Direction 1: According to the article about Japan's diplomatic buffets, which popular dish could one Middle East mission not afford to serve?

— Begin Selected excerpt —

Japan fears losing diplomatic buffet battle to China

TOKYO (AFP) - Belt-tightening in Japan's diplomatic service is cutting the quality of canapes on offer abroad, the foreign ministry has said, leading to fears Tokyo is losing the battle of the buffets to Beijing.

Diplomats in Tokyo say China appears to be ramping up its spending on its missions while Japanese diplomats are being forced to scrimp, the ministry said.

Allowances for embassy bashes have dropped 40 per cent over the last decade, Foreign Minister Fumio Kishida told a parliamentary committee earlier this month.

Foreign guests invited to mark occasions such as the Emperor's birthday have noted the second-rate sake and substandard snacks, Mr Kishida said.

One diplomat reportedly complained the Middle East mission where he worked had been unable to afford to serve the popular shrimp tempura, and this had turned off invitees.

In contrast, Chinese missions appear to be hosting ever-more lavish receptions.

One senior Japanese ministry official lamented "the gap in momentum" between the two countries, which are locked in a tense territorial dispute, Jiji Press reported.

— End Selected excerpt —
— Begin Data excerpts —

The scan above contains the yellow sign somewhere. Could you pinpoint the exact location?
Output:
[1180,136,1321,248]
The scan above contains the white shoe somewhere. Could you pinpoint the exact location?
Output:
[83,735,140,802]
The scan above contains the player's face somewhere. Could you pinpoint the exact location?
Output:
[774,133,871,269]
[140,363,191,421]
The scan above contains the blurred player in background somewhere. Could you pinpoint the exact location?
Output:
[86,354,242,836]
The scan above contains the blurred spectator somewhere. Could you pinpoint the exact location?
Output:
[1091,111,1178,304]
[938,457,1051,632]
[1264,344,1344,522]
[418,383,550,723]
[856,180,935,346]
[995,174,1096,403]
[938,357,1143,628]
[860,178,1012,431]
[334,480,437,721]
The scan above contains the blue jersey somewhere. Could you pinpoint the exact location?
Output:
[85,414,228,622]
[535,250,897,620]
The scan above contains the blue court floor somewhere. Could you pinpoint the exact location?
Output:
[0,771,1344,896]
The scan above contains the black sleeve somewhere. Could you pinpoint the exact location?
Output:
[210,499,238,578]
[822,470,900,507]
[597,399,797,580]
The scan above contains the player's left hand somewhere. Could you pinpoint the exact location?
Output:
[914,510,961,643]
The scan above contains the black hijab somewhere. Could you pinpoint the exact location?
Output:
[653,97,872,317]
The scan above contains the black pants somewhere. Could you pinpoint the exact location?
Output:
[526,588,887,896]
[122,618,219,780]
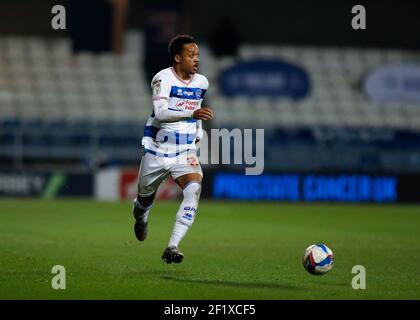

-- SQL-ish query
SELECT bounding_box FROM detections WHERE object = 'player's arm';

[195,120,203,142]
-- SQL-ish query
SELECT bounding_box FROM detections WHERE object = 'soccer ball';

[302,243,334,276]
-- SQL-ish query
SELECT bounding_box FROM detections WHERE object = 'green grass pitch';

[0,199,420,300]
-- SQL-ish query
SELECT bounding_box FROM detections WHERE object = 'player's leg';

[132,193,156,241]
[162,168,202,263]
[132,153,169,241]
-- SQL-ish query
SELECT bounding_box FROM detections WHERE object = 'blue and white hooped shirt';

[142,67,209,157]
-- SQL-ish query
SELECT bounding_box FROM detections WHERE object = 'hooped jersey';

[142,67,209,157]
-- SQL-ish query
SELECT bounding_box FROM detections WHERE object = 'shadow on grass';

[161,275,303,290]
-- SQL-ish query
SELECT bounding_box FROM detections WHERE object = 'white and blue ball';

[302,243,334,275]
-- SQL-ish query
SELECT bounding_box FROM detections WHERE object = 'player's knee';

[182,182,201,201]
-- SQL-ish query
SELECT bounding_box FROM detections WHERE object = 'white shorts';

[138,152,203,197]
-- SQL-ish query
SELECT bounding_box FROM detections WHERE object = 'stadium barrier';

[0,171,93,199]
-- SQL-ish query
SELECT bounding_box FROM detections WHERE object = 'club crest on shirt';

[195,89,202,99]
[152,80,161,96]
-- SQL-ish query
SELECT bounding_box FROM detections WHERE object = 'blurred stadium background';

[0,1,420,201]
[0,0,420,298]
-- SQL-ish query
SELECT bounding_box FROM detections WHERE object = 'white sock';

[133,198,153,223]
[168,182,201,247]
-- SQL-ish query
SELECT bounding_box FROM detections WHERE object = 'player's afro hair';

[168,34,196,61]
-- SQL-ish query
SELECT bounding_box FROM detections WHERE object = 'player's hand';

[193,108,214,120]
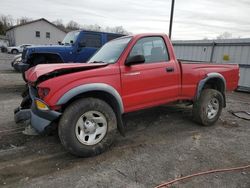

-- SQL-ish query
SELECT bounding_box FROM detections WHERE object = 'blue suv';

[13,30,124,73]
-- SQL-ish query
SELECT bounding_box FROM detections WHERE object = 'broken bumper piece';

[14,88,61,133]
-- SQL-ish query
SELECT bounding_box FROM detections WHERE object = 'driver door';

[121,36,180,112]
[76,33,102,62]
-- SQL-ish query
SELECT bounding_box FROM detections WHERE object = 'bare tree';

[0,15,14,35]
[66,20,81,31]
[52,19,66,31]
[217,32,233,39]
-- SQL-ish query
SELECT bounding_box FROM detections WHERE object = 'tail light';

[38,87,50,99]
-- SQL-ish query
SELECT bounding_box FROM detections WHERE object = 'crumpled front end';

[14,86,61,133]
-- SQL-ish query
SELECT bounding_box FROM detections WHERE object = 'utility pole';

[168,0,175,39]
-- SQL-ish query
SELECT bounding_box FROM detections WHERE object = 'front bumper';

[14,87,61,133]
[13,61,30,73]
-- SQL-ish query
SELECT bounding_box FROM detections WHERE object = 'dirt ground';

[0,53,250,188]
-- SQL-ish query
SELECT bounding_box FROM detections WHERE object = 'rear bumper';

[14,87,61,133]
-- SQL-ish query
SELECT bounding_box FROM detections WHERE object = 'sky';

[0,0,250,40]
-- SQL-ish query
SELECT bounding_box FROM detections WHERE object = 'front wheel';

[11,49,18,54]
[193,89,223,126]
[58,98,117,157]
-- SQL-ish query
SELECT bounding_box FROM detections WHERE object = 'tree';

[217,32,233,39]
[0,15,13,35]
[52,19,66,31]
[66,20,81,31]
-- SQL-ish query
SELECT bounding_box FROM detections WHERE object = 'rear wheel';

[58,98,117,157]
[193,89,223,126]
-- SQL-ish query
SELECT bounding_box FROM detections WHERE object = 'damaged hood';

[25,63,108,83]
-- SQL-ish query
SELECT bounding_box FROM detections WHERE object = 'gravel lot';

[0,53,250,188]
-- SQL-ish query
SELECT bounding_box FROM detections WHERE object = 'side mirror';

[78,42,86,48]
[125,55,145,66]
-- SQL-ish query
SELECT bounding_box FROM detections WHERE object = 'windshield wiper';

[89,61,105,63]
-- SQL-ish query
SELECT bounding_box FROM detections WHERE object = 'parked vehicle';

[15,34,239,157]
[11,54,22,71]
[0,45,8,53]
[15,30,124,72]
[7,44,31,54]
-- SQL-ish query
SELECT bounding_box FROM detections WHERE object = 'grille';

[22,48,27,59]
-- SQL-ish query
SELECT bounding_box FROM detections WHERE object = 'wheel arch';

[56,83,125,136]
[195,73,226,107]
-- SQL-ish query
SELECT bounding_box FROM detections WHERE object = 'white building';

[6,18,66,46]
[0,35,9,47]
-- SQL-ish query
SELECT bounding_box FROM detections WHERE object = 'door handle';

[166,67,174,72]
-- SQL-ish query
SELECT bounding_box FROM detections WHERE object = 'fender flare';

[195,72,226,107]
[56,83,125,136]
[56,83,124,113]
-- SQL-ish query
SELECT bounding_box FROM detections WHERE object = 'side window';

[129,37,169,63]
[107,34,121,42]
[82,33,102,48]
[46,32,50,39]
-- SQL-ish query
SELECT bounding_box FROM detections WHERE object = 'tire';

[11,49,18,54]
[193,89,224,126]
[58,98,117,157]
[22,72,27,83]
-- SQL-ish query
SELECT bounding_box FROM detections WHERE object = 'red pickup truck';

[15,34,239,157]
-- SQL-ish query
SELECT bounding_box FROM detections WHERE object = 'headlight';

[35,99,49,111]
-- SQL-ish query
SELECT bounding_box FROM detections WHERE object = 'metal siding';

[173,39,250,91]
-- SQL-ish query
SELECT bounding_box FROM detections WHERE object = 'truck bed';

[179,60,239,98]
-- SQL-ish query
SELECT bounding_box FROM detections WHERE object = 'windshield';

[62,31,80,45]
[88,37,131,63]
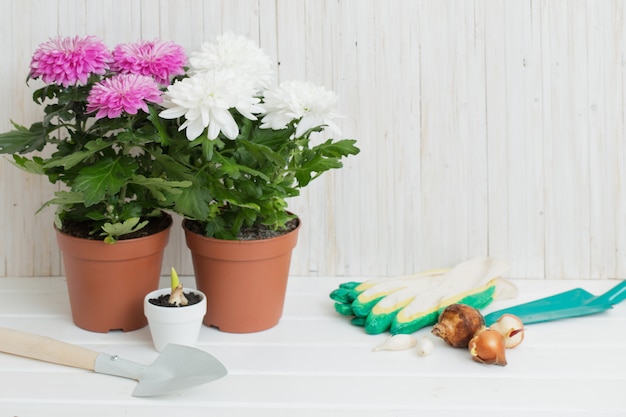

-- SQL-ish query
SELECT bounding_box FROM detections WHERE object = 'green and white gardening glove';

[330,258,517,334]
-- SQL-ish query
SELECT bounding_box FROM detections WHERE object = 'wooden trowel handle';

[0,327,99,371]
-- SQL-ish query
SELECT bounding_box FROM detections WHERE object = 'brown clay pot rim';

[182,217,302,246]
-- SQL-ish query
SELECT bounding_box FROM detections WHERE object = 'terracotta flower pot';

[56,218,171,333]
[183,221,300,333]
[143,288,206,352]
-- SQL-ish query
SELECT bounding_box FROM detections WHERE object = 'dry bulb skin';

[490,314,524,349]
[432,304,485,348]
[468,328,506,366]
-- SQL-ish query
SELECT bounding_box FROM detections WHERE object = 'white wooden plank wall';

[0,0,626,279]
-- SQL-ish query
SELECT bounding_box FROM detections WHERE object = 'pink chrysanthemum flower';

[87,74,162,119]
[112,39,187,84]
[30,36,112,87]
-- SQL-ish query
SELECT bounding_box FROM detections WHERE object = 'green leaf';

[129,175,192,201]
[174,187,212,221]
[100,217,148,244]
[44,139,111,170]
[0,122,47,154]
[37,191,85,213]
[72,158,137,207]
[13,154,46,175]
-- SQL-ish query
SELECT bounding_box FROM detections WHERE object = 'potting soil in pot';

— End Data excerpts —

Direction 2: Put into a numbered list only the lines of the bounding-box listing starting with the line that contains "The scan above contains the blurred player" and going on through the line that contains "[86,354,242,836]", leaving out blank lines.

Correct result 1: Shrimp tempura.

Correct result 2:
1. The scan above contains the blurred player in background somewhere. Could you pinpoint the exact location?
2. Output:
3. [86,354,242,836]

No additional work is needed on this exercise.